§ **Goal 1**: Copy out the stretch of the records from the line containing "as [26, 37]." through the last line of the records, leaving the pictures out.

§ **Selected excerpt**:
▽

# Fly casters and how to hatch them?



## Cicindela (Nov 28, 2014)

Hi there, anyone got any tips about successfully hatching curled wing/ bottle flies? I have just got some casters but in the past they haven't always emerged , at the moment they are loose in a plastic container, should they be on slightly damped sawdust or towel? I wonder if they dry out easily, also can I keep casters in the fridge or is it just a bit too cold? Many thanks for any reply.


----------



## lcpete (Dec 8, 2015)

Hi sorry I can't advise specifically but just wanted to check that you are not using casters bought from a fishing shop
In my opinion they would not be suitable for feeding to reptiles as dye is added to maggots to colour them and you definitely don't want your reptile to be eating that dye


----------



## Cicindela (Nov 28, 2014)

hi there, thanks for your concerns, but no defo not coloured maggots, these are from a reptile livefood breeder, they have curled wings so can't fly off and just walk. I did know someone who said to me they were very proud as had raised a sparrow chick, when I asked him he said the maggots were from a fishing shop and were in fact all bright red. Yikes. :bash:


----------



## ZOO CENTRE (Apr 1, 2010)

Cicindela said:


> Hi there, anyone got any tips about successfully hatching curled wing/ bottle flies? I have just got some casters but in the past they haven't always emerged , at the moment they are loose in a plastic container, should they be on slightly damped sawdust or towel? I wonder if they dry out easily, also can I keep casters in the fridge or is it just a bit too cold? Many thanks for any reply.


It is very easy - leave them in warm conditions. 

But it is important where you bought them - some sellers sell curly wing flies chilled (or frozen ) for ages....they never hatched


----------



## Cicindela (Nov 28, 2014)

Hi there, thanks for the tip- I have actually bought several pots of curly wings from three different companies and had success rate of 20% and the last pot only 1 fly hatched, even the company i got them from said they only had limited success so wont be buying again til the livefood suppliers work out how to store them, shame because they were a good source of food.
Thanks again.: victory:


----------



## NickBenger (Nov 18, 2010)

I know this isn't what you asked but if you're looking for an alternative if you leave calci-worms they will mature into adult soldier flies - these also make good feeders.


----------



## CreepyBugs (May 14, 2016)

I've only tried to use these once, bought curly wing ones from a live food shop, but they all hatched out in the post on the way to me, so I received a small pot of a black smush of half dead and half stuck together flys. Wasn't good.


----------



## Cicindela (Nov 28, 2014)

Hi there, certainly do soldier flies- very successful and the phelsuma go nuts for them.I also let waxworms hatch into moths- they love them too. 
I've given up on curled wing- 
Your pot of curled wing fly mush was about as successful as my pots that I've ordered form 3 different livefood companies- last pot i had only ONE fly hatched out.
I did order casters from worms direct and the hatch rate of the casters is 100% - lovely clean healthy casters and flies.
Cheers.


----------

△

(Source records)
▽

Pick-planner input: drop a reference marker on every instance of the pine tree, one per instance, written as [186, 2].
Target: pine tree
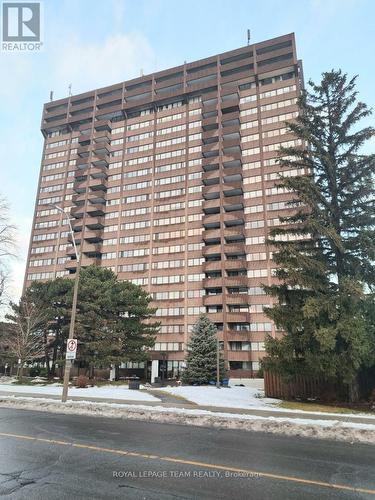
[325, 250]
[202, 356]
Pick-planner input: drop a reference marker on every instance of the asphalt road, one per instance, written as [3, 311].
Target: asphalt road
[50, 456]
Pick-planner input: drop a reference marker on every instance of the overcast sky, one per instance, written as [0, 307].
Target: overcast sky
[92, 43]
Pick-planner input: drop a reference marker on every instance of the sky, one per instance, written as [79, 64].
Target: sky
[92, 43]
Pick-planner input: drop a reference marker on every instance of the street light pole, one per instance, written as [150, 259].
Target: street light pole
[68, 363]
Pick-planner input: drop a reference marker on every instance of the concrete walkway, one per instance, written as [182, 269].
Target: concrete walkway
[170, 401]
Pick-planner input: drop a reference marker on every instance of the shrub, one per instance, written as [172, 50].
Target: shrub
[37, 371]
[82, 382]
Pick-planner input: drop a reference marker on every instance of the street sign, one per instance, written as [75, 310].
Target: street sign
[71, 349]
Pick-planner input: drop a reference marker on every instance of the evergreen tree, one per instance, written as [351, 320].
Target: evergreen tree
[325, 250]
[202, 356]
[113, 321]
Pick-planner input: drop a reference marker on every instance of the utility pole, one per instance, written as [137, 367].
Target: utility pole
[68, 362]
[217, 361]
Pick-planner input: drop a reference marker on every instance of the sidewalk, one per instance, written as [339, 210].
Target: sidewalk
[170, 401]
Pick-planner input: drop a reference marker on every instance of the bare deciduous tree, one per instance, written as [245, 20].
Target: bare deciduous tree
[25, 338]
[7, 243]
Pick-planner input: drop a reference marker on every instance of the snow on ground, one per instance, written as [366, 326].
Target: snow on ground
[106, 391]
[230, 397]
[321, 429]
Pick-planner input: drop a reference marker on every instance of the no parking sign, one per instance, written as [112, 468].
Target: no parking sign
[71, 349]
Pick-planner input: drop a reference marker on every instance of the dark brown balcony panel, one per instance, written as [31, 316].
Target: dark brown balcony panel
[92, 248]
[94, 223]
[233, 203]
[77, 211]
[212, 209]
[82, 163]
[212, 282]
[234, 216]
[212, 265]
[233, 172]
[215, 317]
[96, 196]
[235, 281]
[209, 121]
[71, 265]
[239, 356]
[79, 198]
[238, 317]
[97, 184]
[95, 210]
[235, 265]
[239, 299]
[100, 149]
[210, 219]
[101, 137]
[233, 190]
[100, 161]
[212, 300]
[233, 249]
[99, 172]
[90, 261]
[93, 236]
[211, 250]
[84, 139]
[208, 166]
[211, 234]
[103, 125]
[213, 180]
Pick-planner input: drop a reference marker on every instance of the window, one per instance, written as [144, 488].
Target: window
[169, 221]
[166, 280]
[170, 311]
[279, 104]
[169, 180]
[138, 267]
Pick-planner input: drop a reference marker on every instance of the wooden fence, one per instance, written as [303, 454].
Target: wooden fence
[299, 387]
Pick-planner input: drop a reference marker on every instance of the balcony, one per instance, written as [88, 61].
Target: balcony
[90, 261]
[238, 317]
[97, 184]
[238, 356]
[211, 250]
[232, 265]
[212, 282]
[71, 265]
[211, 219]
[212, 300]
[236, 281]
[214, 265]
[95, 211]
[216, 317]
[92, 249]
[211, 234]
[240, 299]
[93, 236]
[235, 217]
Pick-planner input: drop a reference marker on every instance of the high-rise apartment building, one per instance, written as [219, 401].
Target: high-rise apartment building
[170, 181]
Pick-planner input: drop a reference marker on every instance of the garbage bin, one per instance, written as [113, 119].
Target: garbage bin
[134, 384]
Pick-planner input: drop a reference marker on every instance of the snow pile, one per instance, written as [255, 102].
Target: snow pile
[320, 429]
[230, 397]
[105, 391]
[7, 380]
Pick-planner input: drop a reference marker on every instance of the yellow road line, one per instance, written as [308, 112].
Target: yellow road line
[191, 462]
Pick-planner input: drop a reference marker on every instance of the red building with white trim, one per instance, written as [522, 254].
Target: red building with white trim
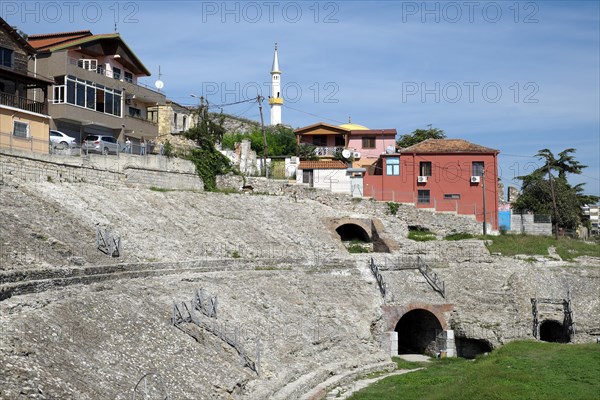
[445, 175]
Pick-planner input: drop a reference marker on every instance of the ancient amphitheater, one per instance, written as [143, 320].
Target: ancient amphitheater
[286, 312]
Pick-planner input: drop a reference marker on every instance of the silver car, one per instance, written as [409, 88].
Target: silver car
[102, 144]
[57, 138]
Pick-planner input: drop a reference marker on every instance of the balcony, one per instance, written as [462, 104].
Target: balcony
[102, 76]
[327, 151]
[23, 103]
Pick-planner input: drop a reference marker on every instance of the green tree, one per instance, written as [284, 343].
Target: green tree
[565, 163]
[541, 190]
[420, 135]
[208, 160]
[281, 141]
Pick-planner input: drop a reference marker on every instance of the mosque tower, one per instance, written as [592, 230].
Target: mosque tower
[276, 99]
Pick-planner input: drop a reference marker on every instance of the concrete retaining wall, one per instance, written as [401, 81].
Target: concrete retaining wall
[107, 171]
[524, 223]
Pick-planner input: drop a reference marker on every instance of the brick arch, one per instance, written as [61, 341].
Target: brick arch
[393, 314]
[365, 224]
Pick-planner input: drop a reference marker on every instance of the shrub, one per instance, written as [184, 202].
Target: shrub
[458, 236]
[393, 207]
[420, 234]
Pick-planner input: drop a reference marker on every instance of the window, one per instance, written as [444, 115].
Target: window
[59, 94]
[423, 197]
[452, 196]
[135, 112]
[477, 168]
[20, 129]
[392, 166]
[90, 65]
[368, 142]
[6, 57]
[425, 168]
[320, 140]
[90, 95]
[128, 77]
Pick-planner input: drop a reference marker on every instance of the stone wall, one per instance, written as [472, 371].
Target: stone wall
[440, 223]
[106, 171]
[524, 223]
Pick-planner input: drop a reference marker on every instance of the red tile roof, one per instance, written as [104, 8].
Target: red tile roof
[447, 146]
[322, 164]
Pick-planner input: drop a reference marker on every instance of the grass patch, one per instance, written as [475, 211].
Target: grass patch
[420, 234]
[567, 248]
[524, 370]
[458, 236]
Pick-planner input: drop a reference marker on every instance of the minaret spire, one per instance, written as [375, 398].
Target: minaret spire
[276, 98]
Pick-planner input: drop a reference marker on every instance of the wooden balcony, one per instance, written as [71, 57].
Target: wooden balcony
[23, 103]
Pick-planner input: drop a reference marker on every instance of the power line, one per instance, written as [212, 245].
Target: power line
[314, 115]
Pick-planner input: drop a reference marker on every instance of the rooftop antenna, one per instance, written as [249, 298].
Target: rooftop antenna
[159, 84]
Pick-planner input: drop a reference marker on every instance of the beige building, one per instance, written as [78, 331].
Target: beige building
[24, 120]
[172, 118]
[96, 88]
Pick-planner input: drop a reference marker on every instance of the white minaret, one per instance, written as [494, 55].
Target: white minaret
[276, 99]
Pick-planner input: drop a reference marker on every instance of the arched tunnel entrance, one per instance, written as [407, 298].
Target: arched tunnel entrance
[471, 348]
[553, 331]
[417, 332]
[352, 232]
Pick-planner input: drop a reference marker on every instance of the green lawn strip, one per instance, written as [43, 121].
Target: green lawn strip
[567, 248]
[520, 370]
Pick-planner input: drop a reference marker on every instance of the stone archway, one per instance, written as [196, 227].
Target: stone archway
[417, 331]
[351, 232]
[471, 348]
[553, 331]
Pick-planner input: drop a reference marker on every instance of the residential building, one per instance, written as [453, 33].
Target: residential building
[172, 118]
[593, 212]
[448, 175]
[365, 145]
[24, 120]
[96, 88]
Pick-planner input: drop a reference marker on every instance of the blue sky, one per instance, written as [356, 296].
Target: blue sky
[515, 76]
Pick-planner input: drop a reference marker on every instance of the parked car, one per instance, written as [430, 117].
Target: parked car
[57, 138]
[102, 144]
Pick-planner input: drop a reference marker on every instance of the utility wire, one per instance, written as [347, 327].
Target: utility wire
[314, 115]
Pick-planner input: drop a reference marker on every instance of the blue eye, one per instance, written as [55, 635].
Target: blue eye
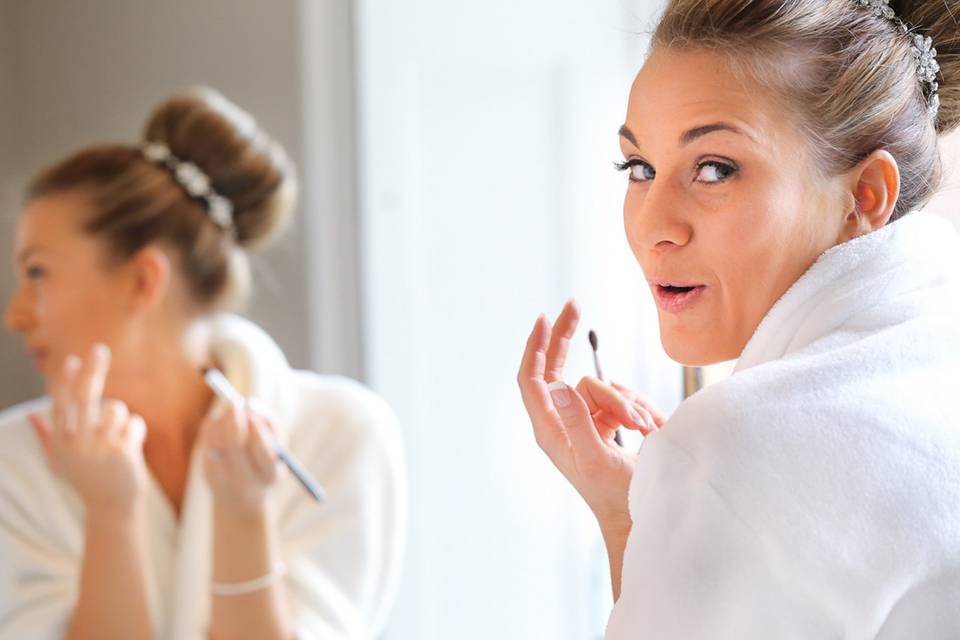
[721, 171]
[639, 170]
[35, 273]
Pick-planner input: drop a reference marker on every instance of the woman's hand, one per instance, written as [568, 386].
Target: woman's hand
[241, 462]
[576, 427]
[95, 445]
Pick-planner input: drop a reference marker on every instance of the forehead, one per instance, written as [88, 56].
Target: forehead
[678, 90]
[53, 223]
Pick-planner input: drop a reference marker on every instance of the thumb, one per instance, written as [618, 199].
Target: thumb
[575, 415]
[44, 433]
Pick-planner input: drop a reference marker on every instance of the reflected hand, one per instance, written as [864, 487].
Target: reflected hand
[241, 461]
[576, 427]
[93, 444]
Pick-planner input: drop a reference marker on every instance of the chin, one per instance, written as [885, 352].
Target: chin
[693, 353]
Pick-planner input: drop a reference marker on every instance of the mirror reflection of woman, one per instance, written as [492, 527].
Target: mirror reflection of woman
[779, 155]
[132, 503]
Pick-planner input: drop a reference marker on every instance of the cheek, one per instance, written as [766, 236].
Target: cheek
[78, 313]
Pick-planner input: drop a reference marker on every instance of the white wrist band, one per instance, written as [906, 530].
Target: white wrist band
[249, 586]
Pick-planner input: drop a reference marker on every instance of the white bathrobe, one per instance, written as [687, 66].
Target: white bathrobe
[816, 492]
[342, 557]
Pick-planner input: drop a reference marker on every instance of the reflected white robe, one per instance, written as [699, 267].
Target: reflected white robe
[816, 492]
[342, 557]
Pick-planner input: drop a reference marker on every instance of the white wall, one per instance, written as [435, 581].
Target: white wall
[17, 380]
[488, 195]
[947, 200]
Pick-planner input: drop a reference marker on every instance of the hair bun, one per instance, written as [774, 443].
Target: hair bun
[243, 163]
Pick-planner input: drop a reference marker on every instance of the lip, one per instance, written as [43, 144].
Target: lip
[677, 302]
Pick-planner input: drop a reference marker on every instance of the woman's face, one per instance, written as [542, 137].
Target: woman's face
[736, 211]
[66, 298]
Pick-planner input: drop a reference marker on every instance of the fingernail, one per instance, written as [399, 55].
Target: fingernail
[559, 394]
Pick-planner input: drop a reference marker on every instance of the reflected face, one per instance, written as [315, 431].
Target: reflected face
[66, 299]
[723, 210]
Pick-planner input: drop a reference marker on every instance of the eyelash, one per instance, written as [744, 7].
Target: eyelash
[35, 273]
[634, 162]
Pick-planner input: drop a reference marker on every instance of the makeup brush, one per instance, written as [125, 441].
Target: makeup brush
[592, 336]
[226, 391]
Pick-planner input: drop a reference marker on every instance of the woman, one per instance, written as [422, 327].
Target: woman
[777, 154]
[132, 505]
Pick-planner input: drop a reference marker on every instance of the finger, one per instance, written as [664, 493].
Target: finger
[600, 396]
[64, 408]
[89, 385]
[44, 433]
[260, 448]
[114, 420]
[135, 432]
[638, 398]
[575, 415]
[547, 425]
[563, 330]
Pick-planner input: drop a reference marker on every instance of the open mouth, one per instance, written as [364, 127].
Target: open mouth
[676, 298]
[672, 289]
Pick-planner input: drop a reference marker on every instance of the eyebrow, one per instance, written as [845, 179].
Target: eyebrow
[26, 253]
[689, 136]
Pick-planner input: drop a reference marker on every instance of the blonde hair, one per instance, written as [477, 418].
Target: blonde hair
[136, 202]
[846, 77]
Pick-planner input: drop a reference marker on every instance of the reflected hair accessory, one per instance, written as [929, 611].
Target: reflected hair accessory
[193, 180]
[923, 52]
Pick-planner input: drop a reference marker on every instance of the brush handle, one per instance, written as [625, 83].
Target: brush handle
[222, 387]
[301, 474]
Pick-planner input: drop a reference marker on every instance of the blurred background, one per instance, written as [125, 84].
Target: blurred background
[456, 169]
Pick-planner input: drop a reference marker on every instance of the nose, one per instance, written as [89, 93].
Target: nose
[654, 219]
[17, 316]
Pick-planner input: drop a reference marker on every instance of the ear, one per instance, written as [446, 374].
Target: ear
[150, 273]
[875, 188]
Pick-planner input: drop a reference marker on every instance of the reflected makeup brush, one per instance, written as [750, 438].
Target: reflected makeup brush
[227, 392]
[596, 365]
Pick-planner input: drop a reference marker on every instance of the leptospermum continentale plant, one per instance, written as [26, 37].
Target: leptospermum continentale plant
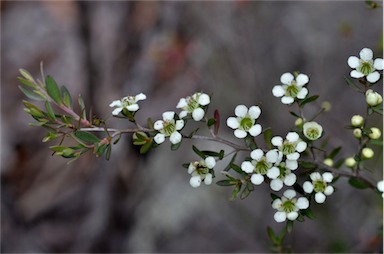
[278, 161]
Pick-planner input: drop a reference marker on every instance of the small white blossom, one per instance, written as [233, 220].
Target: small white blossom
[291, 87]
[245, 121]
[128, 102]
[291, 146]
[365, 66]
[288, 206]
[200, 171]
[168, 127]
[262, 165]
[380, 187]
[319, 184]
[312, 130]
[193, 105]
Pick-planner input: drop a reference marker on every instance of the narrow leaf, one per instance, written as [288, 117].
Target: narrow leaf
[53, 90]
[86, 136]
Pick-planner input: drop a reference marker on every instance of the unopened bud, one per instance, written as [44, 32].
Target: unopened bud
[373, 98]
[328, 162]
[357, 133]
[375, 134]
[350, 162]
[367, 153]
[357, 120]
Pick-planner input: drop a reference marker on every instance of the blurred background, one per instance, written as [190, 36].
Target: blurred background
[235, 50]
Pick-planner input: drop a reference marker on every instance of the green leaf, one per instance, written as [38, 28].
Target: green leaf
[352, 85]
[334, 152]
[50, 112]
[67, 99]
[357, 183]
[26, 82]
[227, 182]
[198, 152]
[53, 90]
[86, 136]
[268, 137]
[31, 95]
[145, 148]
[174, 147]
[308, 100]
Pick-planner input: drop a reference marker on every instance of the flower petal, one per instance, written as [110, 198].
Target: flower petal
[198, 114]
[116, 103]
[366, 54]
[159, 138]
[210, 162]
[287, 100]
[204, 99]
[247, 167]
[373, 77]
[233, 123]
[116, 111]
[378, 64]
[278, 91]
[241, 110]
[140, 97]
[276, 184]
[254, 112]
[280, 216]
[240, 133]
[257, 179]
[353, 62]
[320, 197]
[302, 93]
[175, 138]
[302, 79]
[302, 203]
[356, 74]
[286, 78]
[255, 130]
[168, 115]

△

§ **Goal 2**:
Answer these from the fly casters thread:
(a) What success rate did Cicindela get from the pots of curly wings bought from three different companies?
(b) According to NickBenger, what do calci-worms mature into if they are left?
(c) What was the hatch rate of the casters Cicindela ordered from worms direct?

§ **Problem solution 1**:
Pick-planner input: drop a reference marker on every instance of the leptospermum continentale plant, one per instance, written as [26, 37].
Target: leptospermum continentale plant
[278, 161]
Pick-planner input: drop a reference marker on every instance of the small white blossom, one per instance, written as [233, 220].
Target: small white blossom
[291, 87]
[245, 121]
[128, 102]
[291, 146]
[365, 66]
[288, 206]
[200, 171]
[168, 127]
[262, 165]
[380, 187]
[319, 184]
[312, 130]
[193, 105]
Pick-planner input: drop a reference marker on every instance of the narrow leaf, one per instance, written as [288, 117].
Target: narrow leaf
[53, 90]
[86, 136]
Pick-planner input: drop a reference marker on every instance of the unopened bud, one per instance, written as [44, 32].
Target: unopened bud
[373, 98]
[328, 162]
[357, 133]
[375, 134]
[350, 162]
[367, 153]
[357, 120]
Pick-planner input: drop a reference marker on every instance of the blurred background, one per instance, written as [190, 36].
Target: blurred background
[235, 50]
Pick-planner input: drop a reference marker on every instance of the green leaf, one per instance, written as [38, 28].
Target: green leaf
[352, 85]
[334, 152]
[50, 112]
[67, 99]
[357, 183]
[26, 82]
[227, 182]
[198, 152]
[53, 90]
[86, 136]
[268, 137]
[31, 95]
[145, 148]
[174, 147]
[308, 100]
Pick-planner input: drop a reference marker on every instance of the flower petal, one per instance, written as [110, 198].
Target: flower petal
[198, 114]
[116, 103]
[366, 54]
[159, 138]
[210, 162]
[287, 100]
[204, 99]
[247, 167]
[373, 77]
[233, 123]
[116, 111]
[378, 64]
[278, 91]
[241, 110]
[140, 97]
[276, 184]
[254, 112]
[280, 216]
[240, 133]
[257, 179]
[353, 62]
[320, 197]
[302, 93]
[175, 138]
[302, 79]
[302, 203]
[356, 74]
[286, 78]
[255, 130]
[168, 115]

§ **Problem solution 2**:
(a) 20%
(b) Adult soldier flies
(c) 100%